-- DIRECTIONS --
Reproduce every item below word for word, omitting the pictures from your reply.

begin

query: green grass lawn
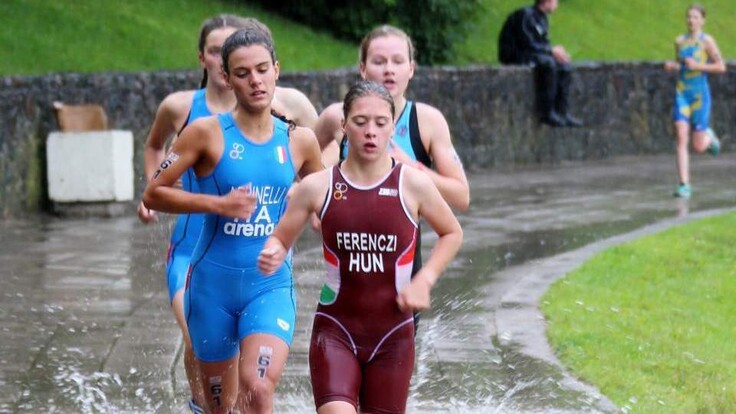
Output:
[542,213,736,413]
[0,0,357,75]
[460,0,736,64]
[0,0,736,75]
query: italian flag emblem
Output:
[276,145,286,164]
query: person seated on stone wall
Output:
[498,0,582,127]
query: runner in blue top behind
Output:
[143,29,322,413]
[665,4,726,198]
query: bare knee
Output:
[239,376,276,413]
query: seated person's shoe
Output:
[541,111,567,127]
[705,128,721,157]
[563,114,583,128]
[673,184,692,198]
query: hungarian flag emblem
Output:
[276,145,286,164]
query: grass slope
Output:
[0,0,736,75]
[460,0,736,64]
[0,0,357,75]
[542,213,736,413]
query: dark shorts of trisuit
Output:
[309,313,414,414]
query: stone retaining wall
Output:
[0,63,736,217]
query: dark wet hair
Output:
[197,14,271,88]
[342,80,396,119]
[358,24,414,63]
[222,29,276,74]
[687,3,705,19]
[222,28,296,130]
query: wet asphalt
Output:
[0,154,736,413]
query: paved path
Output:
[0,155,736,413]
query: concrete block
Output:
[46,130,133,202]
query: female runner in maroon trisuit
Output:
[259,81,462,414]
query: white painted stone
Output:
[46,130,133,202]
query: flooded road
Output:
[0,154,736,413]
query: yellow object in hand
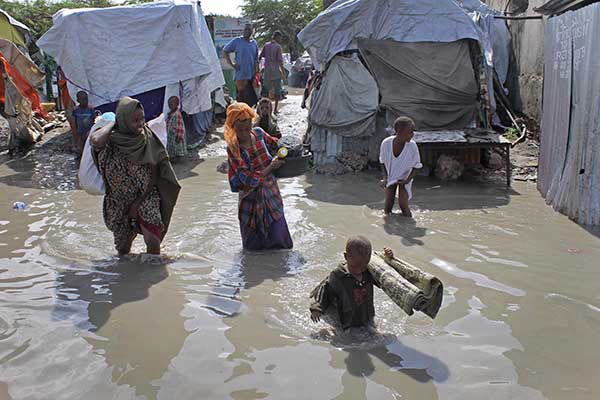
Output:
[277,147,289,159]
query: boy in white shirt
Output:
[379,117,423,218]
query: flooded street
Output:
[0,95,600,400]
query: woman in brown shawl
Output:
[91,97,180,255]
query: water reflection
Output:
[53,259,189,398]
[54,259,169,331]
[383,214,427,247]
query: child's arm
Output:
[380,163,387,188]
[398,168,419,185]
[310,279,335,323]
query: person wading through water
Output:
[223,24,258,107]
[90,97,181,255]
[225,103,293,250]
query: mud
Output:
[0,94,600,400]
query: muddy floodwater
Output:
[0,113,600,400]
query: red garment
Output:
[0,52,50,120]
[167,110,185,141]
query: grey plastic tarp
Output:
[37,0,216,105]
[538,3,600,225]
[298,0,492,68]
[457,0,511,83]
[358,40,478,130]
[309,53,379,137]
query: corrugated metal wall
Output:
[538,3,600,225]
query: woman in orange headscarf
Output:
[225,103,293,250]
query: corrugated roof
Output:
[534,0,600,15]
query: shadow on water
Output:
[306,173,383,206]
[581,225,600,238]
[332,335,450,399]
[0,131,79,190]
[202,250,306,317]
[383,214,427,246]
[344,346,449,383]
[306,172,520,211]
[173,156,204,180]
[53,261,169,332]
[53,256,190,399]
[411,177,520,211]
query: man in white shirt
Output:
[379,117,423,218]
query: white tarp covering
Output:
[308,54,379,165]
[457,0,510,83]
[308,54,379,137]
[37,0,217,106]
[298,0,491,68]
[164,2,225,115]
[538,3,600,225]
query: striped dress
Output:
[228,128,293,250]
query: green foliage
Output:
[242,0,323,59]
[504,126,520,142]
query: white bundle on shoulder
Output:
[79,112,115,196]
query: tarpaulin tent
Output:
[538,2,600,225]
[309,53,379,165]
[358,39,479,130]
[0,53,48,118]
[0,39,45,87]
[37,0,222,119]
[298,0,508,164]
[0,9,29,48]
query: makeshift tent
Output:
[37,0,223,119]
[0,53,48,118]
[298,0,508,166]
[0,64,44,152]
[0,9,29,48]
[538,3,600,225]
[358,40,479,130]
[0,39,45,87]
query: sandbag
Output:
[79,113,114,196]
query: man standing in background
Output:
[258,31,285,114]
[223,25,258,107]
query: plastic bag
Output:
[79,113,115,196]
[148,114,167,147]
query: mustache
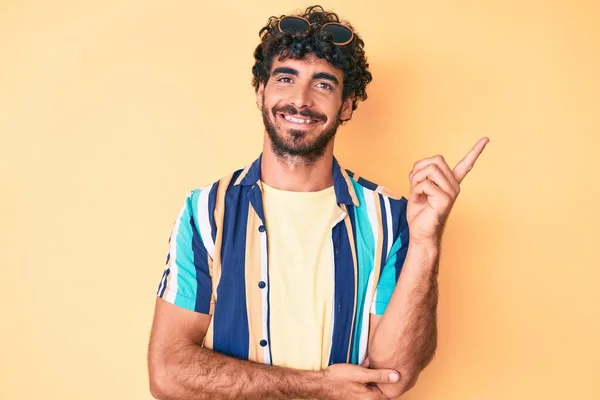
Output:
[273,104,327,122]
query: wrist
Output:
[299,370,329,399]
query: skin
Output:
[148,48,489,399]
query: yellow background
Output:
[0,0,600,400]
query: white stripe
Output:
[383,196,394,261]
[260,227,271,365]
[198,183,215,259]
[166,200,186,303]
[358,271,374,365]
[158,266,169,296]
[364,188,380,260]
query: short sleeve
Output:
[371,203,410,315]
[157,190,212,314]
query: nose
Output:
[290,84,313,109]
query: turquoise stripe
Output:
[350,179,375,364]
[375,237,402,315]
[172,192,198,310]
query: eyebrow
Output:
[273,67,298,76]
[273,67,340,85]
[313,72,340,85]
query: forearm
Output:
[151,343,323,400]
[369,244,439,387]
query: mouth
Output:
[277,113,319,127]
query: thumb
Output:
[357,368,400,383]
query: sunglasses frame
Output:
[277,15,354,46]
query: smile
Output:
[279,114,319,125]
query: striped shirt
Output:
[157,155,409,365]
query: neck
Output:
[261,134,333,192]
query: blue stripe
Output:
[171,197,198,310]
[208,181,221,243]
[375,193,392,274]
[395,198,410,281]
[247,185,273,364]
[350,180,375,364]
[374,234,402,315]
[213,185,249,359]
[157,268,171,298]
[190,215,212,314]
[329,216,354,365]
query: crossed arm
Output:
[148,241,439,400]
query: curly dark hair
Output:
[252,5,373,110]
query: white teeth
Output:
[283,115,313,124]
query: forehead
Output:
[270,54,344,82]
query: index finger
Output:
[452,137,490,183]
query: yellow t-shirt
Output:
[261,182,344,370]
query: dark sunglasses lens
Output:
[323,24,352,43]
[279,17,308,33]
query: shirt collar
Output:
[234,153,360,207]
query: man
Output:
[148,6,488,399]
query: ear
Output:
[340,96,353,121]
[256,83,265,110]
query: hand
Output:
[323,364,400,400]
[406,137,489,246]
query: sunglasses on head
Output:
[277,16,354,46]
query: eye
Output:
[317,82,333,90]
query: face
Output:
[257,55,352,163]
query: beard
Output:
[262,98,342,165]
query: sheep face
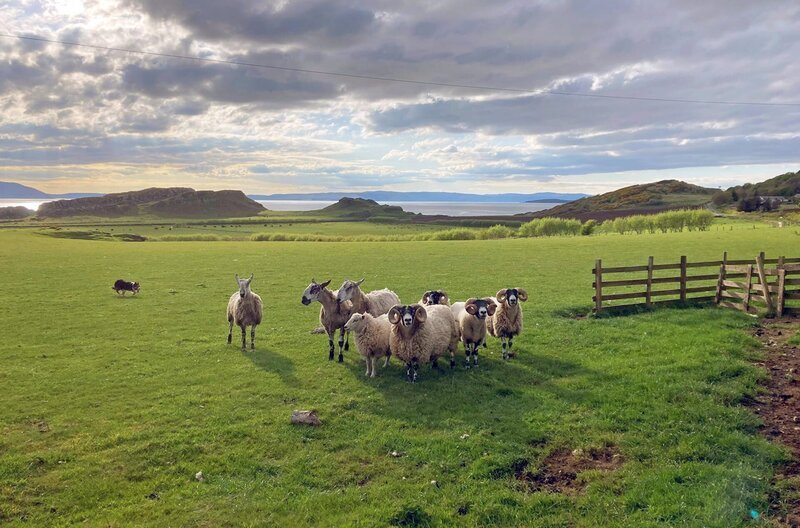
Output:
[344,313,365,332]
[389,304,428,328]
[464,298,497,319]
[300,279,331,306]
[336,279,364,302]
[234,273,253,299]
[497,288,528,306]
[422,290,450,306]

end

-- EXERCISE SOLUTION --
query: green grass lawn
Output:
[542,213,736,413]
[0,0,357,75]
[460,0,736,64]
[0,0,736,75]
query: italian flag emblem
Output:
[276,145,286,164]
query: person seated on stone wall
Output:
[498,0,582,127]
query: runner in blue top behind
Output:
[143,29,322,413]
[665,4,726,198]
query: bare knee
Output:
[239,376,276,413]
query: seated person's shoe
Output:
[541,111,567,127]
[705,128,721,157]
[563,114,583,128]
[673,184,692,198]
query: hungarian flag emblem
Output:
[276,145,286,164]
query: grass slope
Output:
[0,0,736,75]
[460,0,736,64]
[0,0,357,75]
[542,213,736,413]
query: dark shorts of trisuit
Output:
[309,313,414,414]
query: stone retaining wall
Output:
[0,63,736,217]
query: dark wet hair
Output:
[197,14,271,88]
[342,80,396,119]
[358,24,414,63]
[222,29,276,74]
[687,3,705,19]
[222,28,296,130]
query: wet asphalt
Output:
[0,154,736,413]
query: paved path
Output:
[0,155,736,413]
query: concrete block
Output:
[46,130,133,202]
query: female runner in maroon trisuit
Output:
[259,81,462,414]
query: white painted stone
Output:
[46,130,133,202]
query: flooded road
Output:
[0,154,736,413]
query: yellow object in hand
Output:
[277,147,289,159]
query: boy in white shirt
Output:
[379,117,423,218]
query: flooded street
Output:
[0,95,600,400]
query: woman in brown shawl
Output:
[91,97,180,255]
query: water reflection
Output:
[53,259,189,398]
[54,259,169,331]
[383,214,427,247]
query: child's arm
Output:
[380,163,387,188]
[398,168,419,185]
[310,279,335,323]
query: person wading through water
Output:
[223,24,258,107]
[90,97,181,255]
[225,103,293,250]
query: mud
Output:
[0,94,600,400]
query: muddy floodwater
Output:
[0,113,600,400]
query: red garment
Output:
[0,52,50,120]
[167,110,185,141]
query: grey plastic tarp
Output:
[37,0,216,105]
[538,3,600,225]
[298,0,492,68]
[457,0,511,83]
[358,40,478,130]
[309,53,379,137]
query: corrugated metal wall
Output:
[538,3,600,225]
query: woman in orange headscarf
Output:
[225,103,293,250]
query: corrugated roof
Output:
[534,0,600,15]
query: shadow on water
Output:
[306,173,383,206]
[581,225,600,238]
[332,335,450,399]
[0,131,79,190]
[202,250,306,317]
[383,214,427,246]
[344,346,449,383]
[306,172,520,211]
[173,156,204,180]
[53,261,169,332]
[53,256,190,399]
[411,177,520,211]
query: man in white shirt
Output:
[379,117,423,218]
query: white tarp covering
Output:
[308,54,379,165]
[457,0,510,83]
[308,54,379,137]
[37,0,217,106]
[298,0,491,68]
[164,2,225,115]
[538,3,600,225]
query: striped dress
Output:
[228,128,293,250]
query: green foliage
Output:
[242,0,323,59]
[504,126,520,142]
query: white bundle on shoulder
Output:
[79,112,115,196]
query: tarpaulin tent
Output:
[538,2,600,225]
[309,53,379,165]
[358,39,479,130]
[0,53,48,118]
[0,39,45,87]
[37,0,222,119]
[298,0,508,164]
[0,9,29,48]
query: makeshift tent
Output:
[37,0,223,119]
[0,53,48,118]
[298,0,508,166]
[0,64,44,152]
[0,9,29,48]
[538,3,600,225]
[358,40,479,130]
[0,39,45,87]
query: sandbag
Output:
[79,113,114,196]
query: man standing in background
Output:
[258,31,285,114]
[223,25,258,107]
query: plastic bag
Output:
[79,113,115,196]
[148,114,167,147]
query: mustache
Output:
[273,104,327,122]
query: wrist
Output:
[299,370,329,399]
query: skin
Output:
[148,48,489,399]
query: yellow background
Output:
[0,0,600,400]
query: white stripe
Output:
[383,196,394,261]
[260,227,271,365]
[198,183,215,259]
[166,200,186,303]
[358,271,374,365]
[158,266,169,296]
[364,188,380,260]
query: short sleeve
Output:
[371,203,410,315]
[157,190,212,314]
query: nose
Output:
[290,84,313,109]
query: turquoise stripe
Output:
[350,179,375,364]
[375,237,402,315]
[172,192,198,310]
query: eyebrow
Output:
[273,67,298,76]
[273,67,340,85]
[313,72,340,85]
query: forearm
Output:
[151,343,323,400]
[369,244,439,387]
query: mouth
Output:
[277,113,319,127]
query: thumb
Output:
[357,368,400,383]
query: sunglasses frame
Output:
[277,15,354,46]
query: smile
Output:
[279,114,319,125]
query: striped shirt
Output:
[157,155,409,365]
query: neck
Output:
[261,134,333,192]
query: blue stripe
Output:
[171,197,198,310]
[208,181,221,243]
[375,193,392,274]
[395,198,410,281]
[247,185,273,364]
[350,180,375,364]
[374,234,402,315]
[213,185,249,359]
[157,268,171,298]
[190,215,212,314]
[329,216,354,365]
query: crossed arm
Output:
[148,241,439,400]
query: curly dark hair
Output:
[252,5,373,110]
query: white teeth
Output:
[283,115,313,124]
query: forehead
Output:
[270,54,344,82]
query: index finger
Output:
[452,137,490,183]
query: yellow t-shirt
Output:
[261,182,344,370]
query: dark sunglasses lens
Output:
[323,24,352,43]
[279,17,308,33]
query: shirt collar
Output:
[234,153,360,207]
query: man
Output:
[148,6,488,399]
query: ear
Output:
[340,96,353,121]
[256,83,265,110]
query: hand
Output:
[323,364,400,400]
[406,137,489,246]
query: sunglasses on head
Output:
[277,16,354,46]
query: eye
Output:
[317,82,333,90]
query: face
Output:
[257,55,352,163]
query: beard
Output:
[262,98,342,165]
query: sheep face
Output:
[344,313,365,332]
[389,304,428,328]
[464,298,497,319]
[300,279,331,306]
[336,279,364,302]
[234,273,253,299]
[497,288,528,306]
[422,290,450,306]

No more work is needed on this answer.